* **WRITTEN REQUEST**
Which lines in the data below contain the word "white"? Identify each one and copy it in full.

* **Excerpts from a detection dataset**

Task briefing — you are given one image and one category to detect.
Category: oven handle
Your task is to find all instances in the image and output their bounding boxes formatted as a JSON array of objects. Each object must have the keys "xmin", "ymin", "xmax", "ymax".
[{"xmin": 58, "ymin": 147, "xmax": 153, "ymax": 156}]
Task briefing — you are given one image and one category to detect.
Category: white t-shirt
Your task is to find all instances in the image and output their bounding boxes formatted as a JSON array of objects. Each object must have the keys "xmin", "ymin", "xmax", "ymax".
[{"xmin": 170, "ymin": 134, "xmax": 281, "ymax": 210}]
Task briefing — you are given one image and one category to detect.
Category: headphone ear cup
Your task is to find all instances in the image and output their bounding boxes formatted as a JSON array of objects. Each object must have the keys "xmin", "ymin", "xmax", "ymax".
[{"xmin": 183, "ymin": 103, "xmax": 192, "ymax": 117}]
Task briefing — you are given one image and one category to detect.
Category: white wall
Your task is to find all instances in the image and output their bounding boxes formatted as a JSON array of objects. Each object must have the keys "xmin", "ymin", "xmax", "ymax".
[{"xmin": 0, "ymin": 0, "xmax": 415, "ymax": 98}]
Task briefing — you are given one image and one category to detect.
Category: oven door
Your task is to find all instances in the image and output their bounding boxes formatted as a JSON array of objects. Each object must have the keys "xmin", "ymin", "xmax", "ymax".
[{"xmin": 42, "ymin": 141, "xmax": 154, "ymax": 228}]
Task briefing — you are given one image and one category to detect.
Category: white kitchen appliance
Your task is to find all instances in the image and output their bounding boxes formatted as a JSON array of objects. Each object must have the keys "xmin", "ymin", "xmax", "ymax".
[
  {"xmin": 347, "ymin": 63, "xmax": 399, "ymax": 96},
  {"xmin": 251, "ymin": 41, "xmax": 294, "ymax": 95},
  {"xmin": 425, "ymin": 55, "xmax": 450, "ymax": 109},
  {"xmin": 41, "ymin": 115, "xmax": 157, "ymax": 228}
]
--
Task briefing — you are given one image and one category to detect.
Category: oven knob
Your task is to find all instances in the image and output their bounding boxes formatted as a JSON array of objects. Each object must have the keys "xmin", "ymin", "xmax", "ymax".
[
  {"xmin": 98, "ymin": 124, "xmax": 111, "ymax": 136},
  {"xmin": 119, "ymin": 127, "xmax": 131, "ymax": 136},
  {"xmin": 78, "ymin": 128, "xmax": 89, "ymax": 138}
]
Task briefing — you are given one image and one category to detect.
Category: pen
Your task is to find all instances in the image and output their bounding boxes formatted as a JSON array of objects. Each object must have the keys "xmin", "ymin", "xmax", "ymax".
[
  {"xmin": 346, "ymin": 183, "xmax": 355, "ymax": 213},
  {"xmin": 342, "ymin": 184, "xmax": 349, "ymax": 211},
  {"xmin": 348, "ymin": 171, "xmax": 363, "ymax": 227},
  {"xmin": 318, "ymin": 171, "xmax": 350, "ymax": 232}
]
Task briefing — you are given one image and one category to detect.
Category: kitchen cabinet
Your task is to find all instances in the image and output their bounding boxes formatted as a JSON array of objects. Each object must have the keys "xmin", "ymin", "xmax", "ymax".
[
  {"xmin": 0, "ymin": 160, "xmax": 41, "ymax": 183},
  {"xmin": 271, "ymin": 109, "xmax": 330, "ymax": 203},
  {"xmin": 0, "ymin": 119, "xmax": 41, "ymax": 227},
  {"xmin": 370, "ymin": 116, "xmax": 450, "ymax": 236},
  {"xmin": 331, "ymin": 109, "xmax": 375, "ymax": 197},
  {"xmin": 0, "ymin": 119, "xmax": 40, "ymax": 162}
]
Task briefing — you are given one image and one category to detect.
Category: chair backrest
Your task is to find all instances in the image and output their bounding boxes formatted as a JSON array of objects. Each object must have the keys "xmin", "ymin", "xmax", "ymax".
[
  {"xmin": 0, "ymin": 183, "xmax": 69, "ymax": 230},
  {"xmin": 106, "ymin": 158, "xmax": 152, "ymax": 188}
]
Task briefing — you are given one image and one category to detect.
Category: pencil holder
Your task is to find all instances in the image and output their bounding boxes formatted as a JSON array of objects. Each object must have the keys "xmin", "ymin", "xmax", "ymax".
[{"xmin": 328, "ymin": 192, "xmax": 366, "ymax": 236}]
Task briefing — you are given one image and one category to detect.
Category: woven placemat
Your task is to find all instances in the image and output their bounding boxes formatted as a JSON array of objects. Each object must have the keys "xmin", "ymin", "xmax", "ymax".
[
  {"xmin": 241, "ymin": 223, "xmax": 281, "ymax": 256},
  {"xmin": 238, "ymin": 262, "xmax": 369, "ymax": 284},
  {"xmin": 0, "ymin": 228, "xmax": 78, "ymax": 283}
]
...
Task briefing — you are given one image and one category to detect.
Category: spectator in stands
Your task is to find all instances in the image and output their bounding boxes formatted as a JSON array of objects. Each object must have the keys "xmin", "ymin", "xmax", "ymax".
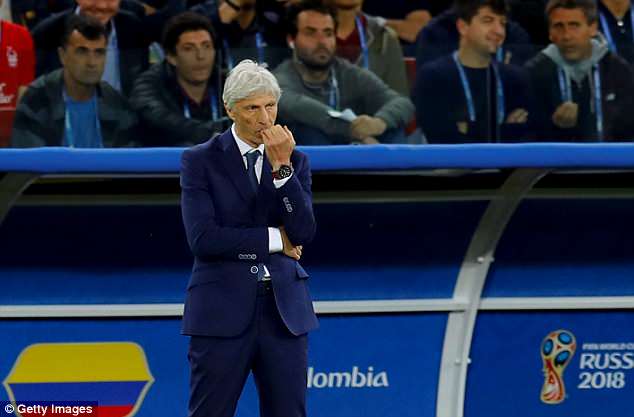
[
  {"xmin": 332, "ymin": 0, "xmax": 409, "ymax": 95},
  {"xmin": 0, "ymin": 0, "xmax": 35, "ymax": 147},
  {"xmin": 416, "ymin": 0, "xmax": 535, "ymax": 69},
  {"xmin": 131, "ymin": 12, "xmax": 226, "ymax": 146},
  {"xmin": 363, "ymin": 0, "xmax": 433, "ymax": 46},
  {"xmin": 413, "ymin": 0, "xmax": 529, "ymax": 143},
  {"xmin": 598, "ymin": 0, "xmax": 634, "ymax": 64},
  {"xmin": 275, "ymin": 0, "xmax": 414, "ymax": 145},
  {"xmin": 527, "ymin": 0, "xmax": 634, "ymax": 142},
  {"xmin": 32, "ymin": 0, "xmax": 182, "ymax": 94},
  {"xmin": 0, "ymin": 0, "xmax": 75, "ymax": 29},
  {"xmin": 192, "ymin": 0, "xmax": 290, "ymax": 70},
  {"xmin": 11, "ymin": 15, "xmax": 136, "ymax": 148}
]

* **RESULT**
Category: white t-shirt
Category: white wall
Category: white kitchen appliance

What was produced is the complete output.